**Task directions**
Reproduce the records below exactly, leaving out any pictures.

--- begin Records supplied ---

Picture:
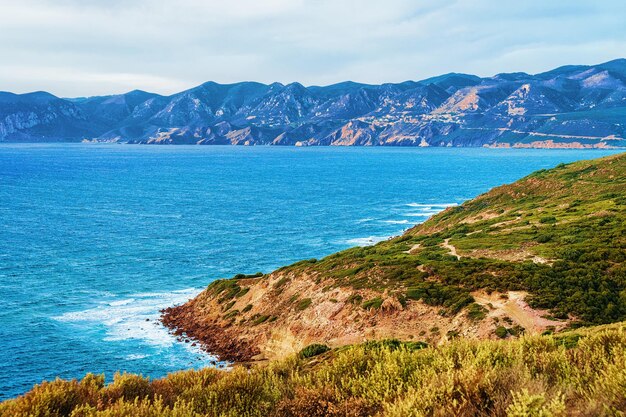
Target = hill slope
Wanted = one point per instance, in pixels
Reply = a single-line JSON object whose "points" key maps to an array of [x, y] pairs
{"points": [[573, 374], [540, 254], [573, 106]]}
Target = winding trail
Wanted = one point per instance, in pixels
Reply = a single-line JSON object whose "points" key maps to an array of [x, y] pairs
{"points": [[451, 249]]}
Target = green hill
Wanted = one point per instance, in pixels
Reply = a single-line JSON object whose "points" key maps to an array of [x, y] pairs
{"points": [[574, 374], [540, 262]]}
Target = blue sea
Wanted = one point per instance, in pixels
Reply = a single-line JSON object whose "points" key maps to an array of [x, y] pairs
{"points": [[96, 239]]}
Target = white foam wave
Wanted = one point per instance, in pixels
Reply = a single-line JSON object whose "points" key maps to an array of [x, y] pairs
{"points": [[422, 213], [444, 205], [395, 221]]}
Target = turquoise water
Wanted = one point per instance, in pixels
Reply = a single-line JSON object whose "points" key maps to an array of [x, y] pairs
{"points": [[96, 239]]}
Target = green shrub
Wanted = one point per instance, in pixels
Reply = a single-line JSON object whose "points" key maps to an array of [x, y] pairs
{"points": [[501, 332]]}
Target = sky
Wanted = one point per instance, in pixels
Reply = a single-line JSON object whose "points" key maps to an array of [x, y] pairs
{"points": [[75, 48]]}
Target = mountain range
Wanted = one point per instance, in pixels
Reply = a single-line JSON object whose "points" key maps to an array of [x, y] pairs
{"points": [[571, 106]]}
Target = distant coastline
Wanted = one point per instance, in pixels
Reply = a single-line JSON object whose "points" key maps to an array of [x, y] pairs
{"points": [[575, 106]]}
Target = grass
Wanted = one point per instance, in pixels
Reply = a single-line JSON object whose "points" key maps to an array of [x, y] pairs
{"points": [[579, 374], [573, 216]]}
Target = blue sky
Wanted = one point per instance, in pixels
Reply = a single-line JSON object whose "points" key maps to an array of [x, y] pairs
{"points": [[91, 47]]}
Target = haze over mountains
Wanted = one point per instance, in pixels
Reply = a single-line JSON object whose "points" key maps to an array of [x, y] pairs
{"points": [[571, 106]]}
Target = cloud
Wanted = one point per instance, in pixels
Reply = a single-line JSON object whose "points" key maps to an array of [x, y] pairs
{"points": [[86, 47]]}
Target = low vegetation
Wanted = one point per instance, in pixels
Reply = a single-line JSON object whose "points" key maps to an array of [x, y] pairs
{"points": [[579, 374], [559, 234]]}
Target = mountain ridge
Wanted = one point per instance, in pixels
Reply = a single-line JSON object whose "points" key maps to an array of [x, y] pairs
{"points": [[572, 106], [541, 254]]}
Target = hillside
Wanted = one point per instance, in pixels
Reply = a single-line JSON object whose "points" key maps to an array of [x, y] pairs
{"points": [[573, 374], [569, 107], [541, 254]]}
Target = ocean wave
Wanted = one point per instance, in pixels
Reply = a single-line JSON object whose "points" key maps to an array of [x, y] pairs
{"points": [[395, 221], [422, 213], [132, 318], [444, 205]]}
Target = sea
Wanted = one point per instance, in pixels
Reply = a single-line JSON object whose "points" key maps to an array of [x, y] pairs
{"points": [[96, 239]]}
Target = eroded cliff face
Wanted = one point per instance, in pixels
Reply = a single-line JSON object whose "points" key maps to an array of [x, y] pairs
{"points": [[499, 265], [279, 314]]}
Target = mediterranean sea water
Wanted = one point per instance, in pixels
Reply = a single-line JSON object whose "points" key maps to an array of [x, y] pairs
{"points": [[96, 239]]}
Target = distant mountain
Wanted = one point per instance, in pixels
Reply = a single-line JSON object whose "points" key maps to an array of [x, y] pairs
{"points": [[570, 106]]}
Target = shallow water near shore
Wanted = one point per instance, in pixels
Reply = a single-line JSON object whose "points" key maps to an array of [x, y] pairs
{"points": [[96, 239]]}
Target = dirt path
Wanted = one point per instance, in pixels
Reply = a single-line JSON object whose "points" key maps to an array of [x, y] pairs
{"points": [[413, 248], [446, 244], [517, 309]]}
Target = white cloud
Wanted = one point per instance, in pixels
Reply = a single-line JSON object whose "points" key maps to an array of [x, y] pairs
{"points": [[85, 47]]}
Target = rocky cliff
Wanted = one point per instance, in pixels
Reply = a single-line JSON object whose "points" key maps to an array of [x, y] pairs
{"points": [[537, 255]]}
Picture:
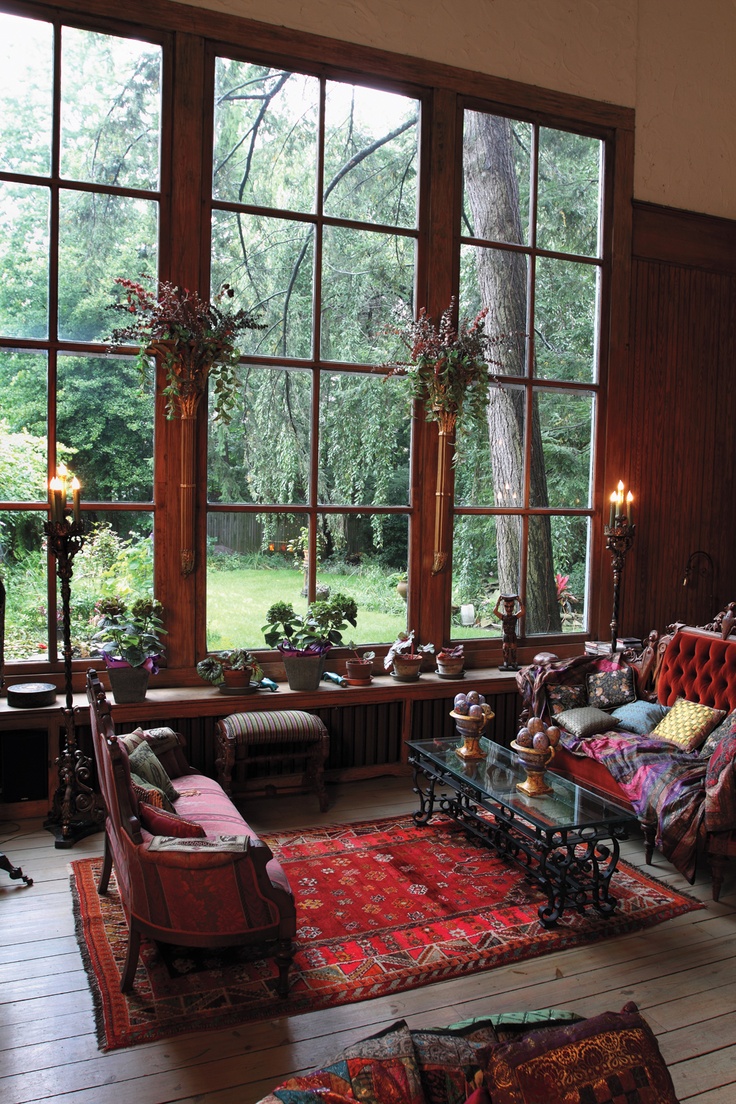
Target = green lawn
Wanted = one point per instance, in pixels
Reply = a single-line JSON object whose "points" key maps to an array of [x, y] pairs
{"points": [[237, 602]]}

--- end Records supplied ---

**Answer to this task**
Picture:
Target = hill slope
Wanted = one point per instance, in pixels
Reply = a single-line JSON object whose "points" key maps to an array of [x, y] pairs
{"points": [[573, 374], [540, 254], [573, 106]]}
Target = winding trail
Wanted = one point per instance, in pixels
Reply = a single-line JSON object whose "points" key maps to an array of [x, y] pairs
{"points": [[451, 249]]}
Target = green hill
Wanted = one point per instance, in pixels
Reply = a single-line JSON object whose "points" key maps to an array of [x, y] pairs
{"points": [[574, 374], [540, 262]]}
Target = blue sea
Wanted = one point per instance, in pixels
Reply = a single-line JSON object whose "points" key maps to an array of [x, y] pairs
{"points": [[96, 239]]}
Target = white foam wave
Wanted = one point per instance, in pixels
Reply = a single-line JSON object whose "points" key maps to an array of [x, y] pairs
{"points": [[422, 213], [444, 205], [395, 221]]}
Target = turquoise water
Wanted = one point per instance, in pixels
Reply = a single-line JSON object whose "points" key maps to an array of [x, y] pairs
{"points": [[96, 239]]}
Target = green shrub
Wanted = one point per instance, in pixels
Reply = a single-line JSON object whose "points" key maps to an array of [x, y] pairs
{"points": [[501, 332]]}
Target = sky
Wanted = one point per instance, in pixels
Reply = a single-line JSON object whose "points" key maps to an array of [x, y] pairs
{"points": [[75, 48]]}
Target = mountain range
Wanted = one point per instance, in pixels
Reply = a single-line JSON object whose "points" key maps to an array of [x, y] pairs
{"points": [[571, 106]]}
Target = distant coastline
Wanted = one point per instance, in pixels
Reply = a single-line JSON object whose "points" key maps to an array of [x, y] pairs
{"points": [[575, 106]]}
Target = grass
Wanted = one point per instance, in pixels
Reply = a single-line JSON object whose "points" key maps to an array of [x, y] pairs
{"points": [[579, 374], [573, 216]]}
Target = blue sky
Wanted = one point per instance, in pixels
Reply = a single-line JSON object whose "points" key maps to an array of [x, y] pairs
{"points": [[91, 47]]}
Target = haze over mountains
Wanted = one point per instance, in pixels
Reply = a single-line JSON object whose "points" key maps to an array of [x, y] pairs
{"points": [[571, 106]]}
Target = cloud
Wanted = one point per instance, in pixels
Reply = a single-line JSON object whose "points" key maps to an array of [x, y] pairs
{"points": [[86, 47]]}
Target = low vegetation
Wanted = one point per instance, in pixels
Reply = a single-line JSON object whose "points" key maps to an array of [x, y] pairs
{"points": [[579, 374], [559, 234]]}
Target = mountain ridge
Wanted = one point per instance, in pixels
Reply = a single-line JSON object whose "points" key maps to an array of [x, y] pairs
{"points": [[572, 106], [541, 254]]}
Target = hillside
Wanted = one point per instance, in pixels
Reply = a single-line JSON object whose "points" key maps to an array of [x, y] pairs
{"points": [[573, 374], [569, 107], [541, 254]]}
Target = ocean wave
Wanted = one point per instance, in pixels
Reply = a single-line JSON object whose "points" key maps to an array of [x, y] pairs
{"points": [[395, 221], [422, 213], [132, 318], [444, 205]]}
Target = sea
Wanted = one point per instance, in pixels
Reply = a single-line JSON object whose "points" key maps to an array of [x, y] pairs
{"points": [[96, 239]]}
Target = eroded cliff face
Wanted = one point per instance, in pixels
Reply = a single-line JSON object whose "points" key maps to an array of [x, y] pairs
{"points": [[499, 265], [279, 314]]}
Target = mediterranean sea water
Wanted = one point per instance, in pixels
Reply = a single-line JSON object whose "points" key maps to an array of [x, y] pairs
{"points": [[96, 239]]}
Target = distant mountain
Wanted = one point per instance, in pixels
Reply = a single-line JSON object whose "points" key maps to an array of [x, y] pairs
{"points": [[570, 106]]}
Target = shallow water near shore
Wanted = one point per instance, in pixels
Reply = a single-line JSON object whose "points" key maps to an array of [x, y] pairs
{"points": [[96, 239]]}
Target = dirt path
Wanted = one point per instance, in pixels
Reply = a single-line JSON object whose "points" key maps to an array of [x, y] pairs
{"points": [[413, 248], [446, 244], [517, 309]]}
Target = white cloud
Wanted = one point per instance, in pixels
Reply = a single-line JSON object whose "points" key maps to an array of [x, y] pairs
{"points": [[85, 47]]}
Target = rocky cliff
Wanted = one point per instance, in pixels
Reply = a single-line JSON object whose "points" key maps to an array of [x, y] pairs
{"points": [[537, 255]]}
Picture:
Target = green lawn
Wanted = one point per instance, in pixels
Reply = a single-line JSON object whose "points" key maps to an array of [x, y] pairs
{"points": [[237, 602]]}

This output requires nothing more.